* START Given information *

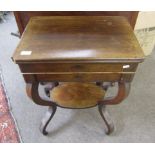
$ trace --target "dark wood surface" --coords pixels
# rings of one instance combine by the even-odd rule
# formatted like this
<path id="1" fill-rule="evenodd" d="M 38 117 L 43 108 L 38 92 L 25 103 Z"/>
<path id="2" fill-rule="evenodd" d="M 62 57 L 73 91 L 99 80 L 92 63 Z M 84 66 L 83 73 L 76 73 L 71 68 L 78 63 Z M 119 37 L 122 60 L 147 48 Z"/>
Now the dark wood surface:
<path id="1" fill-rule="evenodd" d="M 29 19 L 34 16 L 124 16 L 134 28 L 138 11 L 15 11 L 14 14 L 22 35 Z"/>
<path id="2" fill-rule="evenodd" d="M 25 55 L 27 51 L 31 51 L 30 55 Z M 13 60 L 23 73 L 27 95 L 38 105 L 50 106 L 40 128 L 44 135 L 60 105 L 40 97 L 40 83 L 96 82 L 106 91 L 112 82 L 117 82 L 117 95 L 97 102 L 105 131 L 110 134 L 114 126 L 105 105 L 119 104 L 128 96 L 144 54 L 124 17 L 34 17 L 22 35 Z M 110 85 L 103 85 L 106 82 Z"/>
<path id="3" fill-rule="evenodd" d="M 32 51 L 22 55 L 22 51 Z M 141 62 L 144 54 L 124 17 L 44 16 L 29 21 L 15 62 Z"/>

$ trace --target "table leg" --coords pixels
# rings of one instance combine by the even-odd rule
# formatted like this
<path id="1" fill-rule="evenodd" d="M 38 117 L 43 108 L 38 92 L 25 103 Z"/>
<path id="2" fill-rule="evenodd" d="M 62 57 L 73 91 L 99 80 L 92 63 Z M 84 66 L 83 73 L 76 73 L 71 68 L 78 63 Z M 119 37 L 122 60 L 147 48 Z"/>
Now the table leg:
<path id="1" fill-rule="evenodd" d="M 110 119 L 110 115 L 109 115 L 108 111 L 106 110 L 105 105 L 103 105 L 103 104 L 98 105 L 98 110 L 99 110 L 99 113 L 106 125 L 105 133 L 106 134 L 112 133 L 114 130 L 114 124 L 113 124 L 112 120 Z"/>
<path id="2" fill-rule="evenodd" d="M 52 101 L 47 101 L 42 99 L 39 96 L 38 93 L 38 87 L 39 87 L 39 83 L 38 82 L 33 82 L 33 83 L 27 83 L 26 84 L 26 91 L 27 91 L 27 95 L 38 105 L 42 105 L 42 106 L 49 106 L 49 109 L 45 115 L 45 117 L 43 118 L 42 122 L 41 122 L 41 126 L 40 126 L 40 130 L 44 135 L 47 135 L 48 132 L 46 131 L 47 125 L 49 124 L 49 122 L 51 121 L 51 119 L 53 118 L 56 109 L 57 109 L 57 105 L 52 102 Z"/>
<path id="3" fill-rule="evenodd" d="M 48 134 L 48 132 L 46 131 L 46 128 L 47 128 L 49 122 L 51 121 L 51 119 L 53 118 L 53 116 L 56 112 L 56 109 L 57 109 L 56 106 L 49 107 L 44 118 L 42 119 L 41 125 L 40 125 L 40 131 L 43 133 L 43 135 Z"/>
<path id="4" fill-rule="evenodd" d="M 110 120 L 109 114 L 105 109 L 105 105 L 119 104 L 129 94 L 130 83 L 125 81 L 118 82 L 118 93 L 115 97 L 105 98 L 98 102 L 98 110 L 106 125 L 106 134 L 110 134 L 114 130 L 113 122 Z"/>

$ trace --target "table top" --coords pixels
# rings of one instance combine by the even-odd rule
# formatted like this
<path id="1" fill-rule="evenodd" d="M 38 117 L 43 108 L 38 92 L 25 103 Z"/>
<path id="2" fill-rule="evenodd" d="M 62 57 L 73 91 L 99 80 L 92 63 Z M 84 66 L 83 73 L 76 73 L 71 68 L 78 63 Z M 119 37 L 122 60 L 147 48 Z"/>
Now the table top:
<path id="1" fill-rule="evenodd" d="M 124 17 L 38 16 L 29 21 L 13 60 L 142 62 L 144 54 Z"/>

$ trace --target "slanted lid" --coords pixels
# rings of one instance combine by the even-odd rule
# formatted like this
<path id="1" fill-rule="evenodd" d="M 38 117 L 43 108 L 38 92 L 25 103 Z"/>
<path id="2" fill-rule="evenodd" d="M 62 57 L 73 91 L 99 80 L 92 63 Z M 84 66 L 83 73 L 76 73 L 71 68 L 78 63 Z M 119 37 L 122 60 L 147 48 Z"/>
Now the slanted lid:
<path id="1" fill-rule="evenodd" d="M 32 17 L 13 55 L 16 63 L 143 59 L 130 24 L 119 16 Z"/>

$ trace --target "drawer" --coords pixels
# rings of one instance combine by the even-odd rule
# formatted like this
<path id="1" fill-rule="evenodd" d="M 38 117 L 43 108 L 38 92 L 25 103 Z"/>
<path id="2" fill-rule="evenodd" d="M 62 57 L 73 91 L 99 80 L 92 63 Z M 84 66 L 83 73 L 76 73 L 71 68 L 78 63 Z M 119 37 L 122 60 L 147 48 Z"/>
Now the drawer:
<path id="1" fill-rule="evenodd" d="M 19 65 L 22 73 L 134 72 L 137 64 L 125 63 L 31 63 Z"/>
<path id="2" fill-rule="evenodd" d="M 126 81 L 131 81 L 134 73 L 68 73 L 68 74 L 23 74 L 26 82 L 32 82 L 34 79 L 40 82 L 96 82 L 96 81 L 119 81 L 124 77 Z"/>

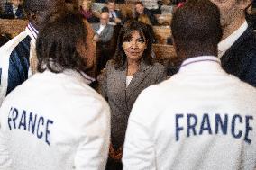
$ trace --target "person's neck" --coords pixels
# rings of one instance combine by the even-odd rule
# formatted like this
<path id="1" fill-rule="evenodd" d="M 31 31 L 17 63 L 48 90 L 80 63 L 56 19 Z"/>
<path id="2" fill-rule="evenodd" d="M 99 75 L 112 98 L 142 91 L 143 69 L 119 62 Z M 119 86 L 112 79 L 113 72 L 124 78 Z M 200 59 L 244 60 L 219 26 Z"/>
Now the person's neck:
<path id="1" fill-rule="evenodd" d="M 139 62 L 136 60 L 128 60 L 127 76 L 133 76 L 139 69 Z"/>
<path id="2" fill-rule="evenodd" d="M 238 30 L 242 23 L 245 22 L 245 16 L 244 17 L 237 17 L 238 19 L 234 22 L 233 22 L 231 24 L 226 25 L 223 27 L 223 37 L 222 40 L 225 40 L 227 37 L 229 37 L 232 33 L 233 33 L 236 30 Z"/>

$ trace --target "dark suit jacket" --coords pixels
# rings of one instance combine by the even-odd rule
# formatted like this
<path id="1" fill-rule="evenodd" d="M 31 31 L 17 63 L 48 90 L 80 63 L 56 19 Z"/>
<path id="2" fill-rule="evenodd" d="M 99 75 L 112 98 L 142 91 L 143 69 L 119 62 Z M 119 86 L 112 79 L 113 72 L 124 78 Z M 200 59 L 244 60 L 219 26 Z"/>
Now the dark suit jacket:
<path id="1" fill-rule="evenodd" d="M 95 23 L 92 24 L 92 27 L 95 31 L 95 33 L 97 34 L 97 31 L 100 28 L 100 23 Z M 113 37 L 113 33 L 114 33 L 114 27 L 112 25 L 106 25 L 104 30 L 102 31 L 102 32 L 99 34 L 99 41 L 100 42 L 107 42 L 111 40 L 111 38 Z"/>
<path id="2" fill-rule="evenodd" d="M 158 25 L 159 24 L 157 18 L 155 17 L 155 15 L 153 14 L 153 13 L 151 10 L 149 10 L 148 8 L 144 8 L 144 14 L 146 14 L 149 17 L 152 25 Z M 138 20 L 139 15 L 140 14 L 136 12 L 135 13 L 136 20 Z"/>
<path id="3" fill-rule="evenodd" d="M 5 6 L 5 14 L 14 16 L 14 18 L 19 18 L 19 19 L 24 18 L 23 7 L 22 5 L 18 6 L 15 15 L 14 15 L 13 11 L 14 11 L 13 4 L 11 3 L 6 3 Z"/>
<path id="4" fill-rule="evenodd" d="M 109 13 L 110 13 L 110 12 L 109 12 Z M 123 15 L 122 15 L 121 11 L 119 11 L 119 10 L 114 10 L 114 13 L 115 13 L 116 18 L 119 18 L 119 19 L 122 21 L 120 24 L 123 24 Z M 114 22 L 114 17 L 113 17 L 113 15 L 112 15 L 112 17 L 109 19 L 109 22 Z"/>
<path id="5" fill-rule="evenodd" d="M 126 66 L 115 69 L 113 61 L 109 60 L 100 80 L 101 94 L 107 99 L 111 108 L 111 137 L 115 149 L 123 145 L 128 118 L 139 94 L 151 85 L 166 79 L 162 65 L 155 63 L 149 66 L 142 61 L 139 71 L 126 88 Z"/>
<path id="6" fill-rule="evenodd" d="M 256 87 L 256 37 L 248 29 L 221 58 L 223 68 Z"/>

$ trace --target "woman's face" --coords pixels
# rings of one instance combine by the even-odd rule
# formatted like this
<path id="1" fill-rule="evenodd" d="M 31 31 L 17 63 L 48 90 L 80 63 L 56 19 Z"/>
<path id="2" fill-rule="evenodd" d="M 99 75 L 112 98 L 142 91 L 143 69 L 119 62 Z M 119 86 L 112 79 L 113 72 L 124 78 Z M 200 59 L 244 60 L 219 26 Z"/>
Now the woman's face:
<path id="1" fill-rule="evenodd" d="M 84 0 L 82 3 L 82 8 L 85 11 L 87 11 L 91 8 L 92 2 L 90 0 Z"/>
<path id="2" fill-rule="evenodd" d="M 126 54 L 127 60 L 129 61 L 139 61 L 143 55 L 147 44 L 145 38 L 141 37 L 138 31 L 134 31 L 132 33 L 132 39 L 123 42 L 123 48 Z"/>

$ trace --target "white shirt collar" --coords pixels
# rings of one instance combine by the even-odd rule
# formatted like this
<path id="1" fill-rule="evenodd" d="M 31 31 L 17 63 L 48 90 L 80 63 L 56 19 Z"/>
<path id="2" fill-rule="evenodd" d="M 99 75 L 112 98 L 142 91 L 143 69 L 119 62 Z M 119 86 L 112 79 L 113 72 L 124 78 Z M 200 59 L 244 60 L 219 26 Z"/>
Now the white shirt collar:
<path id="1" fill-rule="evenodd" d="M 248 28 L 248 23 L 245 21 L 234 32 L 233 32 L 226 39 L 223 40 L 218 44 L 218 58 L 221 58 L 225 51 L 239 39 L 239 37 Z"/>
<path id="2" fill-rule="evenodd" d="M 31 24 L 29 23 L 26 30 L 30 33 L 31 37 L 32 37 L 34 40 L 36 40 L 38 36 L 38 31 Z"/>
<path id="3" fill-rule="evenodd" d="M 96 81 L 95 78 L 89 76 L 84 72 L 78 72 L 72 69 L 65 69 L 63 74 L 72 76 L 72 77 L 78 79 L 81 82 L 84 82 L 87 85 L 91 84 L 92 82 Z"/>
<path id="4" fill-rule="evenodd" d="M 198 56 L 190 58 L 183 61 L 179 73 L 187 72 L 203 72 L 207 73 L 209 71 L 219 70 L 221 68 L 221 61 L 215 56 Z"/>

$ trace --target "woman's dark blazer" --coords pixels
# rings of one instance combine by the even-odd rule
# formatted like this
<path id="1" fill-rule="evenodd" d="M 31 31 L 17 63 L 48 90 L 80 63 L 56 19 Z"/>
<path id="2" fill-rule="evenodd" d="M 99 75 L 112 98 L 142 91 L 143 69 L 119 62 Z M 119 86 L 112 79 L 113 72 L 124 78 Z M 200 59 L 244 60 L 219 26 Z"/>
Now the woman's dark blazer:
<path id="1" fill-rule="evenodd" d="M 100 81 L 101 94 L 111 108 L 111 139 L 114 149 L 123 145 L 128 118 L 139 94 L 151 85 L 167 78 L 162 65 L 154 63 L 150 66 L 142 61 L 139 70 L 126 88 L 126 73 L 127 64 L 115 69 L 113 60 L 109 60 Z"/>

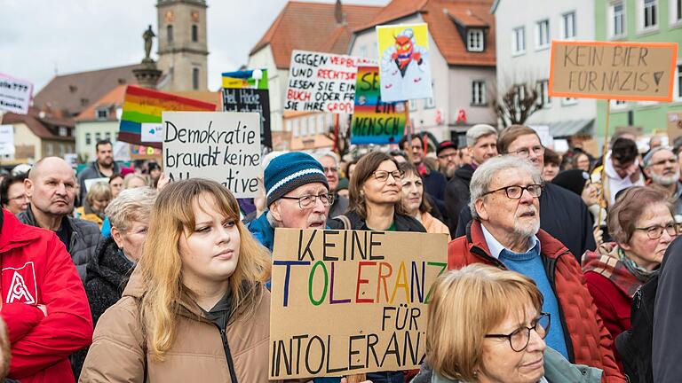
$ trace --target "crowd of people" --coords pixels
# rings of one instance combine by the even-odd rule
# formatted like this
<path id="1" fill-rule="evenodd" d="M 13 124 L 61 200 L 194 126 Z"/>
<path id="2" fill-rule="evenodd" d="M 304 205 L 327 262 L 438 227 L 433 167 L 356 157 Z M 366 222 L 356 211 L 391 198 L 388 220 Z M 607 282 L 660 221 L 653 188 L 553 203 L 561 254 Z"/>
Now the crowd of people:
<path id="1" fill-rule="evenodd" d="M 421 369 L 369 381 L 678 381 L 679 147 L 617 134 L 601 161 L 521 125 L 428 138 L 268 153 L 254 199 L 117 163 L 108 141 L 77 175 L 17 167 L 0 183 L 0 377 L 267 381 L 274 231 L 299 228 L 448 237 Z"/>

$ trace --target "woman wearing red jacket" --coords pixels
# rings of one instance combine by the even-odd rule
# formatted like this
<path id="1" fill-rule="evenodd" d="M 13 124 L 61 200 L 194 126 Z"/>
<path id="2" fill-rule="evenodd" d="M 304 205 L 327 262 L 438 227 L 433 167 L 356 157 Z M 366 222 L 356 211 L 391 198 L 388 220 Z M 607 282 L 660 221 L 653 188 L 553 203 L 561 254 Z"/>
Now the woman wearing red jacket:
<path id="1" fill-rule="evenodd" d="M 623 192 L 608 213 L 615 242 L 583 256 L 583 270 L 599 317 L 615 339 L 630 329 L 632 296 L 657 271 L 663 254 L 678 234 L 673 207 L 650 187 Z M 615 342 L 614 355 L 618 358 Z"/>

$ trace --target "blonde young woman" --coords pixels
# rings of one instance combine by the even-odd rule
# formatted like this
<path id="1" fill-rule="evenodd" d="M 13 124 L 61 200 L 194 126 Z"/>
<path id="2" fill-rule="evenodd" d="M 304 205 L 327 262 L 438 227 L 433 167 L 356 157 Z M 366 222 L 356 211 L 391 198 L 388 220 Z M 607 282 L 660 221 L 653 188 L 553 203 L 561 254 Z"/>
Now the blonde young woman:
<path id="1" fill-rule="evenodd" d="M 99 318 L 79 381 L 267 381 L 269 275 L 269 254 L 226 189 L 170 184 L 122 299 Z"/>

* END Given information *

## Objective
Count the lines of the material above that contain the string "young", treating case as significant. Reply with the number alone.

## Written answer
2